### Söyleşi metni
──────────
Yani ülkenin herhangi bir yerinde bir tek kişinin canının yanması, öldürülmeyi falan saymıyorum. Canının yanması devletin sorumluluğunda olan bir şey ama o dönem ben genç bir insandım, hepimizin gözleri önünde insanların yanmasını seyredenlerin, alkışlayanların, bunların kim olduğunu bilenlerin, bu olaylara karışmış insanları savunanların, savunanların hangi noktalara geldiğini bilenlerin, bilindiği bir ortamda hiçbir suçlunun hemen hemen hiç kimsenin, bu işten bir hesap vermediği günler yaşadık. Kastım oydu. Şimdi devletten şunu beklersiniz. Birisi yoldan çıkmış olabilir. Bir haksızlık, hukuksuzluk yapmış olabilir. Devletin görevi bu adama haddini ya da bu topluluğa, bu insanlara haddini bildirmektir. Yani hâlâ söylüyorum işte belediyelere operasyonlar yapılıyor. Biz yargılanmayalım, bize operasyon yapılmasın demiyoruz. Varsa bir sütü bozuk ne gerekiyorsa en ağrı yapılsın. Hatta ben yapıyorsam en ağrı bana uygulansın. Ama siz hiçbir şeye kılınızı kıpırdatmayacaksınız. Elinizin altındaki hiçbir veriyi değerlendirmeyeceksiniz. Ama bir ifadeyle işte bu belediye başkanları ya da benzeri insanlar gözaltına alınacak. Sivas'ta Madımak’ta yıllarca zaman aşımına uğradı dava. Bir iki göstermelik sanığın dışında hiç kimse bu işten ceza almadı. Yani devletin kontrolünde, etrafın polis, askerle çevrili olduğu bir dönemde müdahale edilmeyip oradaki 35 kişinin yakılmasını kabul etmemiz de mümkün değil.
  • -           Son Muharrem ayı aşure etkinliğinde de kendi elinizle aşure dağıttınız. Bu tür ritüellerin ve yaklaşımların yerel demokratik süreci nasıl etkilediğini düşünüyorsunuz?
Ya şöyle aşure ortak değerimiz. Biz aşureyi bu yıl bir yerde yapmadık. Yanlış bilmiyorsam 5 ya da 6 merkezde yaptık. Hepsine de katıldık. Vatandaşlarla dertleşme, bazen dertleri unutma noktası ya da etkinliği olarak görüyorum ben bunu. O aşureyi tadarken sıkılı yumrukların birçoğunu açıyoruz. Bana oy vermeyen, bana karşı olan insanlar da geliyor. Aşure yerken bambaşka bir ortam oluyor. Kavga etmiyoruz. O birlik beraberlik sağlıyor, zaten o işin amacı da o.Oraya aşure yemek dışında, sorununu anlatmaya, yolu, çöpü işte gördüğü aksaklığı kendince onları dile getirmeye geliyor vatandaş.
──────────
### Sağlanan öğeler

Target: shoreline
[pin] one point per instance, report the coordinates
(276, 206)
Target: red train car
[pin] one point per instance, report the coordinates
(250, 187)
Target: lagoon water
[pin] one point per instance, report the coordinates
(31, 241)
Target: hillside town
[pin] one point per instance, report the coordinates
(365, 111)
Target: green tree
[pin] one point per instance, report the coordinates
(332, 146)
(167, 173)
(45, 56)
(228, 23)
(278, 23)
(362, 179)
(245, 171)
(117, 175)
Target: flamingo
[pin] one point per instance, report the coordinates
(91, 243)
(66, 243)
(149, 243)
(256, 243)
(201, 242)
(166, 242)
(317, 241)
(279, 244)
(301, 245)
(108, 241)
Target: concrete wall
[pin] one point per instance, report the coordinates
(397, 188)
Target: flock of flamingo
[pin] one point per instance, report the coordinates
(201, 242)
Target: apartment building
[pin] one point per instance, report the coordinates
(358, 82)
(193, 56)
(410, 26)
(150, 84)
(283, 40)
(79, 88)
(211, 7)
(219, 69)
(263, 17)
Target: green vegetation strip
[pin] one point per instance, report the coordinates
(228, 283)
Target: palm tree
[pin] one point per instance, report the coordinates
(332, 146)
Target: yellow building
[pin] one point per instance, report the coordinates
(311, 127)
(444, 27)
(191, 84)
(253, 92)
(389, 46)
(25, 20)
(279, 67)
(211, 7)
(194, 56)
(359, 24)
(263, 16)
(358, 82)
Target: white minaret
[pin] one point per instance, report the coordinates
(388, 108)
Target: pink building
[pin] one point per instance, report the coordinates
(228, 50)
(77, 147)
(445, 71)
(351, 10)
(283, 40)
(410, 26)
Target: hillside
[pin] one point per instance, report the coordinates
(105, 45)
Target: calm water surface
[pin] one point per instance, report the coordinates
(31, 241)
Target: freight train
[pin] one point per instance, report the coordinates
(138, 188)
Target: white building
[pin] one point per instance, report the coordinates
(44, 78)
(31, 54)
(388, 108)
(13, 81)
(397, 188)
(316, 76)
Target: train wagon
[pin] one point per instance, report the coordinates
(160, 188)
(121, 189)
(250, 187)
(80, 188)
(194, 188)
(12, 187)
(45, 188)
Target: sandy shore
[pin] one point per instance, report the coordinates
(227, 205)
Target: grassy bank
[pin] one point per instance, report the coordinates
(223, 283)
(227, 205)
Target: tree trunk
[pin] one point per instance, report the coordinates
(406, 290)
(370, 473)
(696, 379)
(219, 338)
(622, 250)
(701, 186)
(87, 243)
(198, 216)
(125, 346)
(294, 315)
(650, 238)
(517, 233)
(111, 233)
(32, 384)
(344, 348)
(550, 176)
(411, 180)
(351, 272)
──────────
### Görevler
1. Söyleşi metninin ilk paragrafında "hepimizin gözleri önünde" sözlerinin ardından art arda sayılan kişi gruplarının tamamını listeleyin.
2. Söyleşi metnini kaldığı yerden sürdürün.

### Sonuçlar
1.
- İnsanların yanmasını seyredenler
- Alkışlayanlar
- Bunların kim olduğunu bilenler
- Bu olaylara karışmış insanları savunanlar
- Savunanların hangi noktalara geldiğini bilenler

2.
Yani sokakta bu işi gerçekten başka bir şeye evrilsin, oy toplayayım, sempati toplayayım diye yapmıyoruz. Tiyatroları, konserleri, küçük sponsorluklarla elde ettiğimiz imkânları mahallelere yayıyoruz. Aşure’de bunlardan birisi. İşte bunu Gaziemir'in meydanında da yapmak lazım. Binbaşı Reşat Bey'de de yapmak lazım. Sarnıç'ta, Aktepe, Emrez'de yapmak gerekiyor. Çünkü oradaki insanlar genelde şöyle hissediyorlar kendilerini. Gaziemir deyince merkez anlaşılıyor. Biz 23 Nisan'ı da o şekilde bölüştürerek 3-4 gün kutluyoruz. Yani oradaki çocuklara bir yüz boyamasına gitmek bile onları mutlu ediyor. Mesela büyükşehrin bizde 4-5 tane etkinliği var. Biz Gaziemir Belediyesi bütçesi ile hiçbir kültürel etkinlik yapmıyoruz. Çünkü oraya ayıracağımız kaynağı başka önceliklerimize ayırıyoruz.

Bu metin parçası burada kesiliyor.